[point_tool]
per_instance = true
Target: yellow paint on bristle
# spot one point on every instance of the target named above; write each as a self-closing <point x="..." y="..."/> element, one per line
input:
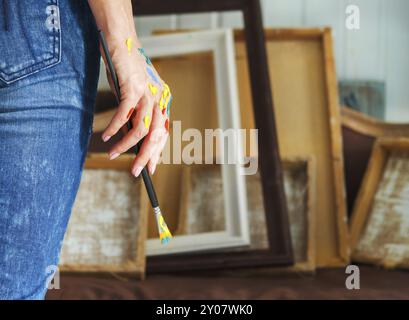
<point x="147" y="121"/>
<point x="153" y="89"/>
<point x="164" y="233"/>
<point x="129" y="45"/>
<point x="161" y="102"/>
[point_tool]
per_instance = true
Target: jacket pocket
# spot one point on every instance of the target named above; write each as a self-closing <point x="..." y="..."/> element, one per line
<point x="30" y="37"/>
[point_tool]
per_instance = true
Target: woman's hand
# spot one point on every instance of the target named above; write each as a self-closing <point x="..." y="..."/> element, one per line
<point x="145" y="98"/>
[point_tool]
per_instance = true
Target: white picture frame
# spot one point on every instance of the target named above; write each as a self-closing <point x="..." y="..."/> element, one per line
<point x="220" y="42"/>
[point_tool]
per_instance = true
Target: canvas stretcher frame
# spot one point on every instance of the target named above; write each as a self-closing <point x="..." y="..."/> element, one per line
<point x="363" y="207"/>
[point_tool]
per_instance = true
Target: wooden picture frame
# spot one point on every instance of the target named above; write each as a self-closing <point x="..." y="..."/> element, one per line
<point x="308" y="122"/>
<point x="302" y="69"/>
<point x="86" y="223"/>
<point x="220" y="44"/>
<point x="279" y="251"/>
<point x="360" y="132"/>
<point x="300" y="187"/>
<point x="379" y="229"/>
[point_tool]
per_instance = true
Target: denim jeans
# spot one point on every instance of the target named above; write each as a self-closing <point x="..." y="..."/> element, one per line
<point x="49" y="68"/>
────────
#### Set exercise:
Print all the records above again line for line, leaving out the picture.

#### Response:
[point_tool]
per_instance = true
Target: yellow paint on bristle
# spot one point on every instance of the target named above; write each as a self-closing <point x="..." y="..."/> element, one per line
input:
<point x="147" y="121"/>
<point x="153" y="89"/>
<point x="164" y="233"/>
<point x="129" y="45"/>
<point x="161" y="102"/>
[point_tool]
per_instance = true
Target: jacket pocket
# spot one point on every instance of the target named above; write each as a self-closing <point x="..." y="..."/> element, one per line
<point x="30" y="37"/>
[point_tool]
per_instance = true
Target: woman's hand
# spot one point on every instance of the target named above; write each as a self-closing <point x="..." y="..."/> element, one per line
<point x="145" y="98"/>
[point_tool]
per_instance = true
Target: white picture frame
# spot one point on every instance of the target named above; write each as a self-closing <point x="..." y="..."/> element, one per line
<point x="220" y="42"/>
[point_tool]
per_instance = true
Target: canvas stretcher frame
# spot one point on every instance of the target named above; write each as a self-closing <point x="..." y="..."/> element, one per line
<point x="363" y="207"/>
[point_tool]
per_instance = true
Target: wooden picture frame
# spot one point on every instance of the target named above; write each as a self-closing <point x="..." y="..."/> element, one per line
<point x="308" y="122"/>
<point x="302" y="69"/>
<point x="86" y="223"/>
<point x="220" y="44"/>
<point x="279" y="251"/>
<point x="360" y="132"/>
<point x="300" y="187"/>
<point x="379" y="229"/>
[point_tool]
per_instance = true
Target: denim jeans
# spot one point on every instance of the target named above; write each as a self-closing <point x="..." y="..."/> element, one per line
<point x="49" y="68"/>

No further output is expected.